### Exercise directions
From the first line to the last, print the data exactly as written.

· · · ·

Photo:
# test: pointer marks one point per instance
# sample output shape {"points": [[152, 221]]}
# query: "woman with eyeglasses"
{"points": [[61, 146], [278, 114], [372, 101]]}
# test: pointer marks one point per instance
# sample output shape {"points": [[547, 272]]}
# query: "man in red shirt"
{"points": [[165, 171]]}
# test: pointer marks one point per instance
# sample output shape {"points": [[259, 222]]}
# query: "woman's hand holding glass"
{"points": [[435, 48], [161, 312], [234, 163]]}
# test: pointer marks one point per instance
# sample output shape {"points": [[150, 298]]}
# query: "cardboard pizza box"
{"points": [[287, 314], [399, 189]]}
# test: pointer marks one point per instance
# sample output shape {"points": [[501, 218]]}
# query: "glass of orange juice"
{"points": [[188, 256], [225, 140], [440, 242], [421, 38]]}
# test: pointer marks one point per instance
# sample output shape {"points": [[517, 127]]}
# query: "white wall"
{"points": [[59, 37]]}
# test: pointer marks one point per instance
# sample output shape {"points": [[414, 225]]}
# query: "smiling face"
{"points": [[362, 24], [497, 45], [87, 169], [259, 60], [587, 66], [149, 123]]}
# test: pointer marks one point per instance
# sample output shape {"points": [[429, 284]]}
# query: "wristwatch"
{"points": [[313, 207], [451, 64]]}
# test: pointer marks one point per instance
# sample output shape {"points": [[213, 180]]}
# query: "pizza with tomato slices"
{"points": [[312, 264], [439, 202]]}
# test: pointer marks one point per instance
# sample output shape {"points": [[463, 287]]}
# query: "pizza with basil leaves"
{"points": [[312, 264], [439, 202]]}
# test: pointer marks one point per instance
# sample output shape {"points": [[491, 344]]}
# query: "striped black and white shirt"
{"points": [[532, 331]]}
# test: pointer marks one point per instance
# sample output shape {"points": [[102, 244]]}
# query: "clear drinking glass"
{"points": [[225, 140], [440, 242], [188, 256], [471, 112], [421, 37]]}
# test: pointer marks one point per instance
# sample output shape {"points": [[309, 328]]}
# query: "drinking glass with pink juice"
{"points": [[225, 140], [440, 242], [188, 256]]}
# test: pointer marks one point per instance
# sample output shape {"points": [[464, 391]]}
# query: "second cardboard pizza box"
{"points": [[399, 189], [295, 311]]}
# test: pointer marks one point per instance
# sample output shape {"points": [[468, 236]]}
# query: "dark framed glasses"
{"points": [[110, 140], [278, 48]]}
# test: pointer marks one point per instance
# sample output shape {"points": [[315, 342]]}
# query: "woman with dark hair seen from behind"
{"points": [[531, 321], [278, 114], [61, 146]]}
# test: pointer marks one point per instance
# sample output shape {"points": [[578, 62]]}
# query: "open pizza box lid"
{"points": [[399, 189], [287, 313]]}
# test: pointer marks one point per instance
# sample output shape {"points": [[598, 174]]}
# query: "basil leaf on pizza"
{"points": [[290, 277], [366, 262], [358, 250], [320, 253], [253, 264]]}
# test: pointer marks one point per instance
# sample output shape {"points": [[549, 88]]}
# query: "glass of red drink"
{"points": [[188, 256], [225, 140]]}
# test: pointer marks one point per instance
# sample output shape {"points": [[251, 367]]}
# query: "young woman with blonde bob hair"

· · · ·

### Task response
Photo:
# test: pointer marks one point per instance
# sample output shape {"points": [[152, 221]]}
# query: "woman with eyeglasses"
{"points": [[61, 146], [278, 114], [372, 101]]}
# test: pointer marks one point per instance
# sample output shape {"points": [[547, 272]]}
# query: "man in red shirt"
{"points": [[165, 171]]}
# test: pointer marks one point per instance
# sample output shape {"points": [[259, 222]]}
# query: "woman's hand holding glass"
{"points": [[435, 48], [161, 312], [234, 163]]}
# test: pointer marks one point per instance
# sample output shape {"points": [[150, 298]]}
# query: "cardboard pizza box"
{"points": [[287, 314], [399, 189]]}
# test: pointer marks one point per instance
# sample output shape {"points": [[501, 218]]}
# query: "glass of orange juice"
{"points": [[188, 256], [225, 140], [440, 242], [421, 38]]}
# test: pointer marks one point per instance
# sample output shape {"points": [[517, 127]]}
# query: "white wall"
{"points": [[59, 37]]}
# test: pointer marks one point per instance
# sample output shape {"points": [[414, 225]]}
# query: "smiling face"
{"points": [[362, 24], [497, 45], [87, 169], [259, 60], [587, 66], [149, 123]]}
# test: pointer marks one point per instance
# sample output shape {"points": [[429, 284]]}
# query: "wristwatch"
{"points": [[313, 207], [451, 64]]}
# test: pointer marks one point per instance
# sample output shape {"points": [[213, 180]]}
# query: "pizza with tomato slices"
{"points": [[312, 264], [439, 202]]}
# test: pointer marks one point per instance
# sample output shape {"points": [[463, 287]]}
# query: "pizza with basil leaves"
{"points": [[312, 264], [439, 202]]}
# test: pointer marks one point per instance
# sample output shape {"points": [[491, 344]]}
# query: "striped black and white shirt"
{"points": [[532, 331]]}
# test: pointer marks one point per instance
# sample output shape {"points": [[102, 244]]}
# query: "clear drinking glass"
{"points": [[225, 140], [440, 242], [188, 256], [471, 112], [421, 37]]}
# test: pointer marks one point per instance
# sample output shape {"points": [[309, 328]]}
# query: "drinking glass with pink juice"
{"points": [[225, 140], [440, 242], [188, 256]]}
# test: pointer marks one point per instance
# sample output shape {"points": [[464, 391]]}
# query: "second cardboard pizza box"
{"points": [[399, 189], [295, 311]]}
# test: pointer marks one point per instance
# sample output shape {"points": [[468, 236]]}
# query: "dark framed glasses"
{"points": [[110, 140], [278, 48]]}
# test: pointer marks one point per instance
# sample output shape {"points": [[315, 342]]}
# query: "woman with dark hair seen from behind"
{"points": [[531, 321], [278, 114], [61, 146]]}
# test: pointer marks one point per instance
# sample output shape {"points": [[578, 62]]}
# query: "open pizza box lid"
{"points": [[399, 189], [287, 313]]}
# test: pointer marks one point per instance
# sample output shape {"points": [[598, 174]]}
# query: "basil leaf on pizza"
{"points": [[290, 277], [366, 262], [358, 250], [320, 253], [253, 264]]}
# test: pointer marks one point per instance
# sample output shape {"points": [[549, 88]]}
# query: "glass of red drink"
{"points": [[188, 256], [225, 140]]}
# test: pointer marks one point per instance
# sample output shape {"points": [[251, 367]]}
# query: "young woman with blonde bob hair"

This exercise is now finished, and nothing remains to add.